:: Your instructions ::
Shift every vertex coordinate (both x and y) by +55, and rewrite each line of the data from the line containing "weathered stone cross" down to the end of the data. Copy the lines that hold no coordinates without any change.

:: Raw records ::
-- start --

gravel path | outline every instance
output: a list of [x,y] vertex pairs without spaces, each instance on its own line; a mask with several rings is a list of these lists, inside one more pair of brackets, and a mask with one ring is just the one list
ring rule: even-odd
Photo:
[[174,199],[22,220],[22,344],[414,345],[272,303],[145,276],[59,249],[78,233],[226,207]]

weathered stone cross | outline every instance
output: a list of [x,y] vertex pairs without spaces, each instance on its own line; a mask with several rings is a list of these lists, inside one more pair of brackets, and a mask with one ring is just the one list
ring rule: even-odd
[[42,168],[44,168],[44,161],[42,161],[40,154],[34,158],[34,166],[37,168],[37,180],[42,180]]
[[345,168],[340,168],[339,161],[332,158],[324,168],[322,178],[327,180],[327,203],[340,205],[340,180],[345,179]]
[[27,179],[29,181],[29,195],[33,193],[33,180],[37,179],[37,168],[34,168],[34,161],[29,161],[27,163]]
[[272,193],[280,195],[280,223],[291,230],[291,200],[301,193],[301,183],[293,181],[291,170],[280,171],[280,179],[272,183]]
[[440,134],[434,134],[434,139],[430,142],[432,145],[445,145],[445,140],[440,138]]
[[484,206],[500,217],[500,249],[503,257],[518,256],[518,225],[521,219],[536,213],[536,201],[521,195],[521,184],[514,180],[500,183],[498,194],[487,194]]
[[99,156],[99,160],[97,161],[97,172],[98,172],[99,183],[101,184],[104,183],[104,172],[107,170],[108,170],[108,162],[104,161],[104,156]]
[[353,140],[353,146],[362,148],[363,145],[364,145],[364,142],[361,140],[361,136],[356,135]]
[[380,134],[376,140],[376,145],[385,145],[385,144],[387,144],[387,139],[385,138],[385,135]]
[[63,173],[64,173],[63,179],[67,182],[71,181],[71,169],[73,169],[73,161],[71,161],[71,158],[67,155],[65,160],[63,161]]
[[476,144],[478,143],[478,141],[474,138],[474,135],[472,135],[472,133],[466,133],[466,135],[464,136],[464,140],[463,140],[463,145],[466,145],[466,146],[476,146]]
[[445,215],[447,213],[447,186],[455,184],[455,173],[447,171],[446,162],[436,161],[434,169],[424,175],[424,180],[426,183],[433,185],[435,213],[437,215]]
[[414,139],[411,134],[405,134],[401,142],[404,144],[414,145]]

-- end --

:: In response ::
weathered stone cross | outline every instance
output: a list of [x,y] vertex pairs without spaces, each instance on its own line; a mask with several rings is a list of these lists, inside one more pair of brackets, and a mask with one ring is just the one list
ring rule: even-odd
[[97,223],[99,223],[99,216],[97,216],[95,209],[89,213],[89,221],[92,223],[92,235],[97,235]]
[[400,223],[395,223],[394,216],[387,213],[379,223],[377,233],[382,235],[382,258],[395,260],[395,235],[400,234]]
[[82,234],[84,236],[84,250],[88,248],[88,235],[92,234],[92,223],[89,223],[89,216],[84,216],[82,218]]
[[327,248],[335,250],[335,278],[346,285],[346,255],[356,248],[356,238],[348,236],[346,225],[335,226],[335,234],[327,238]]
[[495,189],[489,189],[489,194],[485,197],[487,200],[500,200],[500,195],[495,193]]
[[539,261],[555,272],[555,304],[558,312],[573,311],[573,280],[576,274],[591,268],[591,256],[576,250],[576,239],[569,235],[555,238],[553,249],[542,249]]
[[154,211],[154,215],[152,216],[152,227],[153,227],[154,238],[156,239],[159,238],[159,227],[162,225],[163,225],[163,217],[159,216],[159,211]]
[[408,195],[408,201],[417,203],[418,200],[419,200],[419,197],[416,195],[416,191],[411,190]]
[[435,189],[431,195],[431,200],[440,200],[440,199],[442,199],[442,194],[440,193],[440,190]]
[[118,228],[119,228],[118,234],[122,237],[126,236],[126,224],[128,224],[128,216],[126,216],[126,213],[122,210],[120,215],[118,216]]
[[531,199],[533,198],[533,196],[529,193],[529,190],[527,190],[527,188],[521,188],[521,190],[519,191],[519,195],[518,195],[518,200],[521,200],[521,201],[531,201]]
[[500,270],[502,268],[502,241],[510,239],[510,228],[502,226],[501,217],[491,216],[489,224],[479,230],[479,235],[481,238],[488,240],[490,268],[492,270]]
[[469,194],[466,189],[460,189],[456,197],[459,199],[469,200]]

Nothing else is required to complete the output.